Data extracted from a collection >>

◇ ◇ ◇ ◇

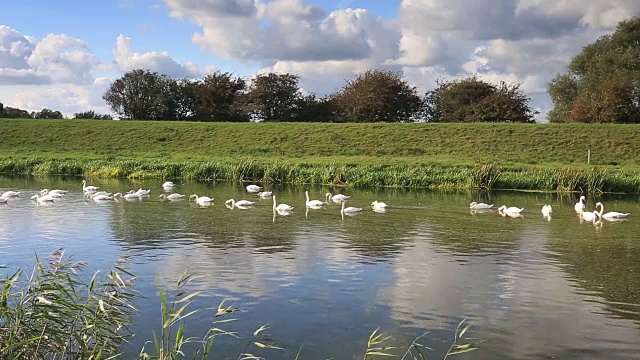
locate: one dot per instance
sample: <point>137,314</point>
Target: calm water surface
<point>533,288</point>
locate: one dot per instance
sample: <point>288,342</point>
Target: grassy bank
<point>520,156</point>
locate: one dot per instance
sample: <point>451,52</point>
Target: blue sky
<point>63,55</point>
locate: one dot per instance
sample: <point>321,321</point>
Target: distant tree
<point>375,96</point>
<point>272,97</point>
<point>14,113</point>
<point>217,97</point>
<point>47,114</point>
<point>602,84</point>
<point>92,115</point>
<point>142,95</point>
<point>474,100</point>
<point>310,108</point>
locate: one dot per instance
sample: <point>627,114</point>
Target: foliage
<point>55,313</point>
<point>273,97</point>
<point>47,114</point>
<point>141,95</point>
<point>92,115</point>
<point>602,83</point>
<point>474,100</point>
<point>376,96</point>
<point>217,98</point>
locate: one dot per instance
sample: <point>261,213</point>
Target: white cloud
<point>54,59</point>
<point>161,62</point>
<point>60,72</point>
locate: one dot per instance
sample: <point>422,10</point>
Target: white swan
<point>480,206</point>
<point>142,192</point>
<point>579,206</point>
<point>349,209</point>
<point>611,215</point>
<point>89,188</point>
<point>56,195</point>
<point>103,197</point>
<point>99,193</point>
<point>589,215</point>
<point>201,200</point>
<point>241,204</point>
<point>253,188</point>
<point>265,194</point>
<point>510,210</point>
<point>378,205</point>
<point>52,192</point>
<point>281,207</point>
<point>127,196</point>
<point>43,198</point>
<point>313,203</point>
<point>171,196</point>
<point>337,197</point>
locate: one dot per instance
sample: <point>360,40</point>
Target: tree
<point>273,97</point>
<point>217,98</point>
<point>474,100</point>
<point>374,96</point>
<point>602,82</point>
<point>142,95</point>
<point>47,114</point>
<point>92,115</point>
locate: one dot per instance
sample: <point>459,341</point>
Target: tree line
<point>373,96</point>
<point>601,85</point>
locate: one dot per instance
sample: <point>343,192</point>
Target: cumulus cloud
<point>54,59</point>
<point>161,62</point>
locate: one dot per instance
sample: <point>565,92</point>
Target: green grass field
<point>297,152</point>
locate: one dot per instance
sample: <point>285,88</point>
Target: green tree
<point>272,97</point>
<point>474,100</point>
<point>602,82</point>
<point>375,96</point>
<point>92,115</point>
<point>142,95</point>
<point>47,114</point>
<point>218,98</point>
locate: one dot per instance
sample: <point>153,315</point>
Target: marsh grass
<point>54,313</point>
<point>549,157</point>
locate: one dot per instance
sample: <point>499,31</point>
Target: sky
<point>63,55</point>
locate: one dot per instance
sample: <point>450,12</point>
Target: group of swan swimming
<point>92,193</point>
<point>580,207</point>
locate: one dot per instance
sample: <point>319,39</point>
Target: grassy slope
<point>454,144</point>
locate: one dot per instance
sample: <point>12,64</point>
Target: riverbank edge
<point>597,179</point>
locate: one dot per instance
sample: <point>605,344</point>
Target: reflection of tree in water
<point>606,262</point>
<point>155,224</point>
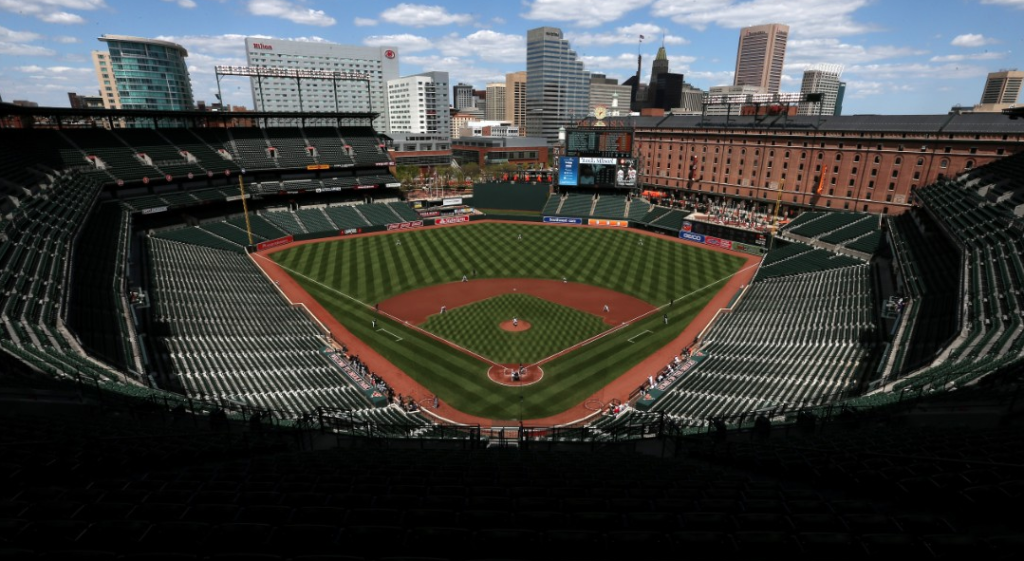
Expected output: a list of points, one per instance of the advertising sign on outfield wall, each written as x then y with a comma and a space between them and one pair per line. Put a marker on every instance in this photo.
604, 222
452, 219
404, 225
273, 243
562, 220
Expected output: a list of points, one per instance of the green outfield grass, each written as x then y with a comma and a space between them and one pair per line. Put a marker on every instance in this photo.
348, 275
477, 327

◇ ◇ ◇ ◇

INSTRUCTIONS TO FOLLOW >> Print every record exactly without the images.

ANSWER TO THIS PROBLEM >>
locate: one dot per instance
sample: <point>137,314</point>
Target: calm water surface
<point>533,288</point>
locate: one dot per instance
sample: <point>288,342</point>
Target: grassy bank
<point>520,156</point>
locate: one dot per instance
sample: <point>451,52</point>
Target: blue sky
<point>63,55</point>
locate: one dot per instance
sample: <point>321,321</point>
Target: distant tree
<point>375,96</point>
<point>272,97</point>
<point>14,113</point>
<point>217,97</point>
<point>47,114</point>
<point>602,84</point>
<point>92,115</point>
<point>142,95</point>
<point>474,100</point>
<point>310,108</point>
locate: one dot per instance
sample: <point>627,114</point>
Target: foliage
<point>55,313</point>
<point>273,97</point>
<point>47,114</point>
<point>141,95</point>
<point>92,115</point>
<point>602,83</point>
<point>474,100</point>
<point>376,96</point>
<point>217,98</point>
locate: one dot per instance
sample: <point>261,213</point>
Target: white cloud
<point>54,59</point>
<point>161,62</point>
<point>60,72</point>
locate: one dot per instance
sample: <point>422,10</point>
Target: white swan
<point>480,206</point>
<point>142,192</point>
<point>579,206</point>
<point>349,209</point>
<point>611,215</point>
<point>89,188</point>
<point>56,195</point>
<point>103,197</point>
<point>99,193</point>
<point>589,215</point>
<point>201,200</point>
<point>241,204</point>
<point>253,188</point>
<point>265,194</point>
<point>510,210</point>
<point>378,205</point>
<point>52,192</point>
<point>281,207</point>
<point>127,196</point>
<point>43,198</point>
<point>313,203</point>
<point>171,196</point>
<point>337,197</point>
locate: one dot per instance
sample: <point>360,40</point>
Target: tree
<point>273,97</point>
<point>217,98</point>
<point>474,100</point>
<point>374,96</point>
<point>602,82</point>
<point>142,95</point>
<point>47,114</point>
<point>92,115</point>
locate: one dot per instance
sample: <point>459,341</point>
Target: tree line
<point>373,96</point>
<point>601,85</point>
locate: one dot per instance
sample: <point>343,192</point>
Target: cumulus cloud
<point>54,59</point>
<point>161,62</point>
locate: one dot per instance
sample: <point>565,92</point>
Target: green grass field
<point>297,152</point>
locate: one dot per instance
sample: <point>285,88</point>
Target: green tree
<point>272,97</point>
<point>474,100</point>
<point>602,82</point>
<point>375,96</point>
<point>92,115</point>
<point>142,95</point>
<point>47,114</point>
<point>218,98</point>
locate: one dot per instance
sample: <point>153,315</point>
Target: marsh grass
<point>54,313</point>
<point>549,157</point>
locate: one dot per instance
sample: <point>499,31</point>
Target: sky
<point>63,55</point>
locate: one dot per instance
sample: <point>450,12</point>
Target: group of swan swimming
<point>92,193</point>
<point>580,207</point>
locate: one dot per instance
sample: <point>319,39</point>
Target: grassy slope
<point>454,144</point>
locate: one dot per instance
sample: <point>12,64</point>
Target: riverbank edge
<point>597,179</point>
locate: one dot per instance
sample: <point>605,344</point>
Target: reflection of tree in water
<point>606,262</point>
<point>155,224</point>
Expected output: a list of points, one per instance of the advertising sign on outfield wall, each written as x then y with a comma and a space between them and one pair per line. Put a marker on every instance in this photo.
604, 222
452, 219
404, 225
273, 243
562, 220
Expected output: a list of points, one per instance of the green outfield grass, each written as x then y with a comma and a space between them and one pair per line. Put a marker on every instance in this photo.
348, 275
477, 327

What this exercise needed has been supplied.